Retype, unchanged, the part of the items below that starts with the line containing "Would you mind pointing at the fireworks" and ends with the line containing "column 245, row 371". Include both of those lines.

[Records taken from a collection]
-----

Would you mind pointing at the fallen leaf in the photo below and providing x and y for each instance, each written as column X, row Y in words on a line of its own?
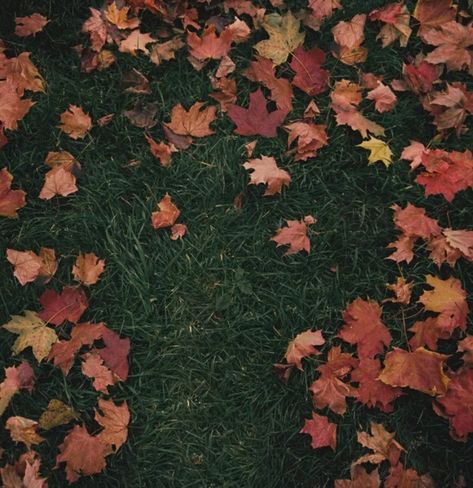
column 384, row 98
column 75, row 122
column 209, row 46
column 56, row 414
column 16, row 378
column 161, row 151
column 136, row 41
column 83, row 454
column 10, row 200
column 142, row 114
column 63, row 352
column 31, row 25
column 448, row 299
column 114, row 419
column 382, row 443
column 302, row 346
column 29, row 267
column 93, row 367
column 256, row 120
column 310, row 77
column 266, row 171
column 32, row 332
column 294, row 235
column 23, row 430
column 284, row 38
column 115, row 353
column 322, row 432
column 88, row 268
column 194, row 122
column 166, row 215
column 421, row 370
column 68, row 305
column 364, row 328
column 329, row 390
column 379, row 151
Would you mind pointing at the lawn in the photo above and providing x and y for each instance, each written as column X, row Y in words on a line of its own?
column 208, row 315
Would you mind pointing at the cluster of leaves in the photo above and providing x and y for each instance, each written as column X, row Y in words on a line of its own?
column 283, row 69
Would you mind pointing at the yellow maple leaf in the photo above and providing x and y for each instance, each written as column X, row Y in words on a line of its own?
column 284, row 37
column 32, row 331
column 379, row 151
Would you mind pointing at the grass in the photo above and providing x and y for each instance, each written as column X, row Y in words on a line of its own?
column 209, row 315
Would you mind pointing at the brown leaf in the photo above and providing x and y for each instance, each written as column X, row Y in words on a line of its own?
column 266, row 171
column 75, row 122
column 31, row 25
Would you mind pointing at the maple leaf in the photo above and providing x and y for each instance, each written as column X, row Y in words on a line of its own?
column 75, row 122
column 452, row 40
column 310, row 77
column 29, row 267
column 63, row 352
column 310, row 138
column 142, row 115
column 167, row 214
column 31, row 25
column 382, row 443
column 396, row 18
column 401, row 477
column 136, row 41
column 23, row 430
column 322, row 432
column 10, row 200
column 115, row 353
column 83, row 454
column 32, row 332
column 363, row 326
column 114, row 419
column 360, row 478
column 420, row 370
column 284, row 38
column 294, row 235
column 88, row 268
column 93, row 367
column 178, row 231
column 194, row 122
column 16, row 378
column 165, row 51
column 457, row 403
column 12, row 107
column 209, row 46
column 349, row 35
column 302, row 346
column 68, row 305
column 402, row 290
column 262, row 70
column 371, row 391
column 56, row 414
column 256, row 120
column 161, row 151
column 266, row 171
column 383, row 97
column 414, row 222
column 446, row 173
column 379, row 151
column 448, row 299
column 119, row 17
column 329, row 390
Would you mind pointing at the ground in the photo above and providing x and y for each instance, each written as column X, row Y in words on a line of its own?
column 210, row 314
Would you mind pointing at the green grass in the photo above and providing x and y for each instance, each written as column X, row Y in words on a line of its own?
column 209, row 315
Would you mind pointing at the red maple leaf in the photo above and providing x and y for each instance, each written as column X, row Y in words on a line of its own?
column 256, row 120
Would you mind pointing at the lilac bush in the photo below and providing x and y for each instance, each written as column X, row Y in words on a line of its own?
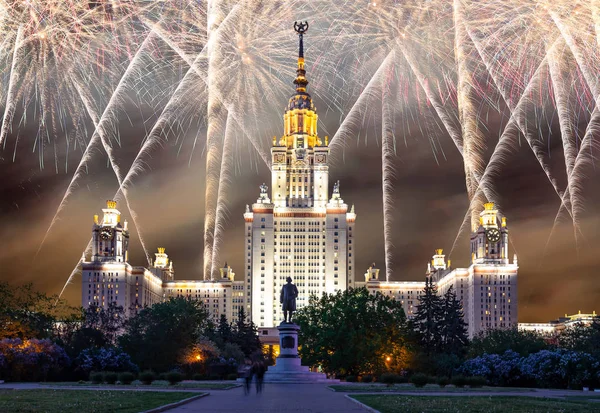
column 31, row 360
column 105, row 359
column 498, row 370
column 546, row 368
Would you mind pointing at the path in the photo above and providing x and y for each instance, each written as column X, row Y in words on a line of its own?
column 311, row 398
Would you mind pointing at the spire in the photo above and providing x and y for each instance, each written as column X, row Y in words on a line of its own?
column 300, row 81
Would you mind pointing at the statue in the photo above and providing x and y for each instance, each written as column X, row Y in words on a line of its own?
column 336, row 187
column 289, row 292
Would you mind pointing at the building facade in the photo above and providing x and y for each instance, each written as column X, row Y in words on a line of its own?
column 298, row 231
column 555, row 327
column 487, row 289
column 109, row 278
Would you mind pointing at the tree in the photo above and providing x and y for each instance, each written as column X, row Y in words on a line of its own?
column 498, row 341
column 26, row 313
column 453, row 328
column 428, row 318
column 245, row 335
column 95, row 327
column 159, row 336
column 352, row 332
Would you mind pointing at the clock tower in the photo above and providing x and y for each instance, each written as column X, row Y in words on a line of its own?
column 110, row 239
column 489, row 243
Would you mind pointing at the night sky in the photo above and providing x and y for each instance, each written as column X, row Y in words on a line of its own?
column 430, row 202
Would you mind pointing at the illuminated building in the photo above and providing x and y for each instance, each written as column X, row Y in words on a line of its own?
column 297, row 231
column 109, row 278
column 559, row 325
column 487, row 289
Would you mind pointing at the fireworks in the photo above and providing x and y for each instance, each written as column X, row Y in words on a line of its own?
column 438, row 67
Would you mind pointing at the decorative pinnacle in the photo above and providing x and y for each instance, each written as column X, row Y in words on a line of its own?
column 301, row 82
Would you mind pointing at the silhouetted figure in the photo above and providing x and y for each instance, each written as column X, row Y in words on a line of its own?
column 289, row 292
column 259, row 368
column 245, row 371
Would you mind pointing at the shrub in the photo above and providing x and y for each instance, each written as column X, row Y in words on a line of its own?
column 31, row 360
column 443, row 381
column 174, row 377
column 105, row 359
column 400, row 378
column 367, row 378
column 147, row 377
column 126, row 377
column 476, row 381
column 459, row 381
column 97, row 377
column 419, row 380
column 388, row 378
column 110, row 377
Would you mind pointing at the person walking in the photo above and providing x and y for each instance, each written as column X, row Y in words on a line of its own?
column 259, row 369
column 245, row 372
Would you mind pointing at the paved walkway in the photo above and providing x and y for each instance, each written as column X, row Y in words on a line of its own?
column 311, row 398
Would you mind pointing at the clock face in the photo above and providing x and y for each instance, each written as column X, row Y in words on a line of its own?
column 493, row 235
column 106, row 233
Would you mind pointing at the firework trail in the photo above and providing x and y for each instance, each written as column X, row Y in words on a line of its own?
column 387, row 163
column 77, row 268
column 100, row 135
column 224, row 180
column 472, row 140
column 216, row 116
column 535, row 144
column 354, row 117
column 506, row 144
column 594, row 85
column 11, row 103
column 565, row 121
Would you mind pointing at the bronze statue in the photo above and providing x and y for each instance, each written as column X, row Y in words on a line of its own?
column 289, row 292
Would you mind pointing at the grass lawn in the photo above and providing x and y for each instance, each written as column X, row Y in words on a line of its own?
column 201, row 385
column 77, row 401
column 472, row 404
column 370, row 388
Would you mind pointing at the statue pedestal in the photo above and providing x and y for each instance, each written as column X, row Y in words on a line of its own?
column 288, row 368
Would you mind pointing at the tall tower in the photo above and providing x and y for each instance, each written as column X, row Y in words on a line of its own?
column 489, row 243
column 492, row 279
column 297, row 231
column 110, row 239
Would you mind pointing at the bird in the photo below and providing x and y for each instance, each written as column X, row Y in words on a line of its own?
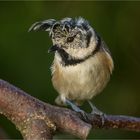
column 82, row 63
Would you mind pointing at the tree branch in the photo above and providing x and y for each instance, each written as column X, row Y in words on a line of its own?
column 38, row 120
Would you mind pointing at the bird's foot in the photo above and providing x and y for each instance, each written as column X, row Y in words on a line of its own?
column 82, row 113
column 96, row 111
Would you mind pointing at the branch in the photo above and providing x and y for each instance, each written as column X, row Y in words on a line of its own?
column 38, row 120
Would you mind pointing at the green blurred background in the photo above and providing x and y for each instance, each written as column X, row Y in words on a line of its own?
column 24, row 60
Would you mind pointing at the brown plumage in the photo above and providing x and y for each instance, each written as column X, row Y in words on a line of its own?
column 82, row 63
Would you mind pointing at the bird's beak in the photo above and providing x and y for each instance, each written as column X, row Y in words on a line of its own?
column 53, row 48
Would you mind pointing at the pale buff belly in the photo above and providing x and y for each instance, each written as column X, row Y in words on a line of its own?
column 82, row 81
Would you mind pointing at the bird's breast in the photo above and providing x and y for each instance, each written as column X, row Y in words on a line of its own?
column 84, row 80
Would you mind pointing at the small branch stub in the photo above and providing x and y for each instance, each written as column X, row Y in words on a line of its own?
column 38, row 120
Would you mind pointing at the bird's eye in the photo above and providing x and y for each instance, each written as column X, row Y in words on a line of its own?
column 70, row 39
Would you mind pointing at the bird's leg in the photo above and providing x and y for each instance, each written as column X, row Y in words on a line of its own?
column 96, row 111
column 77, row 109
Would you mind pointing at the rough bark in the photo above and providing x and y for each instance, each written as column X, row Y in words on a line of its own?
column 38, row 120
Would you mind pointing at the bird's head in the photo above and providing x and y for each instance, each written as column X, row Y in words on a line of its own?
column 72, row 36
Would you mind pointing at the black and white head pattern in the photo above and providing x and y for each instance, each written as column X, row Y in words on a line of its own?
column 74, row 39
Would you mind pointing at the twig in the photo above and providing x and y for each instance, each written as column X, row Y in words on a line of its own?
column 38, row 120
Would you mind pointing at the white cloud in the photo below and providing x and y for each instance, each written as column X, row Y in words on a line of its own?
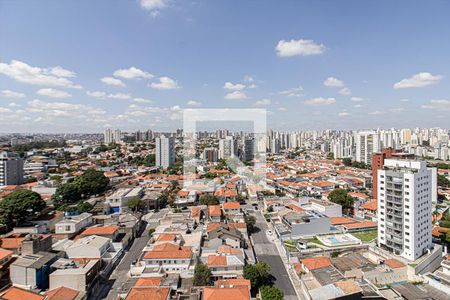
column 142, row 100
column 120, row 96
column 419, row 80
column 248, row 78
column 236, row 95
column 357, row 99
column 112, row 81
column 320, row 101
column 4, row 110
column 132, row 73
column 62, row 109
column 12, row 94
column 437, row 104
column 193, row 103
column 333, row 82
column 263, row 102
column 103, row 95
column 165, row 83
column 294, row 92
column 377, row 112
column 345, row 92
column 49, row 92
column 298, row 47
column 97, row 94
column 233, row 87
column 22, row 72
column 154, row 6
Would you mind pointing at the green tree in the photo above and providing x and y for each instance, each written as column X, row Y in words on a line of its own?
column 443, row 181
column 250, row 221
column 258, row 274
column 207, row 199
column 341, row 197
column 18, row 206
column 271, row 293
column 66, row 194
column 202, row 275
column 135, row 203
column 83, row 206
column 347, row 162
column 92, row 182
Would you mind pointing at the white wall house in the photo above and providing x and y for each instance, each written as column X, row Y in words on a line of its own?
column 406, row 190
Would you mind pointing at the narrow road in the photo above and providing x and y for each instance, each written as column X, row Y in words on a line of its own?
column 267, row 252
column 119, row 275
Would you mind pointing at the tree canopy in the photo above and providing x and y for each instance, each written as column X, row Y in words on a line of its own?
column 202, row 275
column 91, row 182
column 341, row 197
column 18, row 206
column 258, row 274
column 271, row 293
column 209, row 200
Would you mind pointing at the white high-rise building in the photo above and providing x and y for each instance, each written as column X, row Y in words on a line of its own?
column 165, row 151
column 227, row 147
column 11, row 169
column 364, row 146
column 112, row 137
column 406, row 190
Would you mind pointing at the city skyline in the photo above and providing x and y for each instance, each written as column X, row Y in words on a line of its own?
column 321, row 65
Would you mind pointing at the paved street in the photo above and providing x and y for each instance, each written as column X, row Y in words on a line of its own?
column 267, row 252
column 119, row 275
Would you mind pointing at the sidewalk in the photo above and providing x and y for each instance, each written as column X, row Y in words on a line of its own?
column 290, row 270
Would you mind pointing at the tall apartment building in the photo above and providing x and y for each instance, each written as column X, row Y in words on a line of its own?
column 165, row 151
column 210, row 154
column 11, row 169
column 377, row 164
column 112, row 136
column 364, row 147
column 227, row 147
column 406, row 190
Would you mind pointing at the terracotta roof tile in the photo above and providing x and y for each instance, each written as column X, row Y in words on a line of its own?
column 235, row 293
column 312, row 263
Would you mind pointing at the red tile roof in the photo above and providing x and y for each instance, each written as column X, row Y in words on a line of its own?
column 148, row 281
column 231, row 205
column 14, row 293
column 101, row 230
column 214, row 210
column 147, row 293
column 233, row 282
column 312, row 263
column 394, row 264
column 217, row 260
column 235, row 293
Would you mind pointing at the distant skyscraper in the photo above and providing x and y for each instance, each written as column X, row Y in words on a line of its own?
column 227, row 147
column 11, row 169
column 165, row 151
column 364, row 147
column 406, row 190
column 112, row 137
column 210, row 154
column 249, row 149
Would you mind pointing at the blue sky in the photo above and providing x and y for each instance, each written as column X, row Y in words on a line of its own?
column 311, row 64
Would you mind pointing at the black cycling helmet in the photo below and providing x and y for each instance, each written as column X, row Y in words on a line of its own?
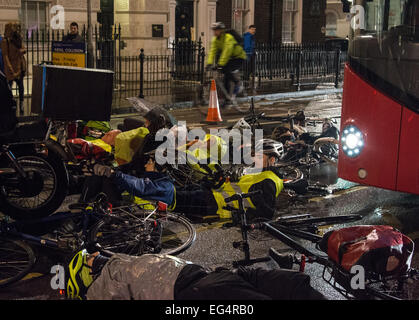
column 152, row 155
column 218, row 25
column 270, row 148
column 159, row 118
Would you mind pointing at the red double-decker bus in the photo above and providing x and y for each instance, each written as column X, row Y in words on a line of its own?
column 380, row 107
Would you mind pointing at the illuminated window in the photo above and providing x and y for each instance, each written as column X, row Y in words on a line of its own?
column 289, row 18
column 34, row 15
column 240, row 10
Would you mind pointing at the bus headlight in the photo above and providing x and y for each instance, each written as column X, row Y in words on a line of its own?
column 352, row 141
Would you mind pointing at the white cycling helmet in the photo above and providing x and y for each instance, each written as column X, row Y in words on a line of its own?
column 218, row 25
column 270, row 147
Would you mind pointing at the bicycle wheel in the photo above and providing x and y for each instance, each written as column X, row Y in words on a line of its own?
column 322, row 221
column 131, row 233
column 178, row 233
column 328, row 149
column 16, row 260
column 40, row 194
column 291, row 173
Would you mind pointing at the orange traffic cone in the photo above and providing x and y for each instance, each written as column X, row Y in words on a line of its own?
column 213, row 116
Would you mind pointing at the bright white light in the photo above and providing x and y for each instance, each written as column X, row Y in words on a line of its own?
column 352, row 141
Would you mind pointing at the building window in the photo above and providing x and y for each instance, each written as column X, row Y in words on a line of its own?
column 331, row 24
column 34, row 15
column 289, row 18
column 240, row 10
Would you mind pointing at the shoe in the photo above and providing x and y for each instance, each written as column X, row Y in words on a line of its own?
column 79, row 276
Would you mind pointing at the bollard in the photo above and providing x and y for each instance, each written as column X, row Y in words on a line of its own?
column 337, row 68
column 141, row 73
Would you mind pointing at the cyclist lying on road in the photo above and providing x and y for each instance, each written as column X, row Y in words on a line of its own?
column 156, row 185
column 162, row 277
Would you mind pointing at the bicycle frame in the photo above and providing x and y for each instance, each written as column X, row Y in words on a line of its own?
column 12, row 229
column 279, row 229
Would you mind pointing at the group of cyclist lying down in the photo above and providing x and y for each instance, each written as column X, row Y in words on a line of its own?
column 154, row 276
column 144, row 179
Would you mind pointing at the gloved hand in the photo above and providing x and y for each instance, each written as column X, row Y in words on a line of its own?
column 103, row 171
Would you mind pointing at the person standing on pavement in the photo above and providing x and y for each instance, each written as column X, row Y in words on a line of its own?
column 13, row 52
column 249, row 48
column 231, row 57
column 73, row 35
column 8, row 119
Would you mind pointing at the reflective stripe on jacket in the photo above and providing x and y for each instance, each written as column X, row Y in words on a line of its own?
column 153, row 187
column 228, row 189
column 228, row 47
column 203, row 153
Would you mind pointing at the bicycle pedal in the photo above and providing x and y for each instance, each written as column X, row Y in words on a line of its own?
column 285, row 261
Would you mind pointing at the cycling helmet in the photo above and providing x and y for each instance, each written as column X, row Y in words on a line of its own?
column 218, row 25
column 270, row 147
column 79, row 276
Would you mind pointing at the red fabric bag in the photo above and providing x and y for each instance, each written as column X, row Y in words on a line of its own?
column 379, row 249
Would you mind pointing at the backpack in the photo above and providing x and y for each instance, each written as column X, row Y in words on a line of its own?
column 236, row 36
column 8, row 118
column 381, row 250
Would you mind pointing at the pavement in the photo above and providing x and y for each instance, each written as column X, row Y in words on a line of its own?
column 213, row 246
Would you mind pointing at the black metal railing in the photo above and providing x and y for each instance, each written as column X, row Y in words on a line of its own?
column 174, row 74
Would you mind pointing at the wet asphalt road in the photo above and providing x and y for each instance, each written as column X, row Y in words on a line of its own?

-----

[Output]
Would you mind pointing at the fireworks in the photo above and providing x and y for each instance, each written as column X, row Y in words on a line of its own?
column 438, row 67
Would you mind pointing at the decorative pinnacle in the photo above and providing x and y for each instance, each written as column X, row Y in words on a line of its own?
column 301, row 82
Would you mind pointing at the silhouetted figure in the photo above and providing x and y for each instance, each written as column X, row Y in words on a line of its own?
column 289, row 292
column 259, row 368
column 245, row 371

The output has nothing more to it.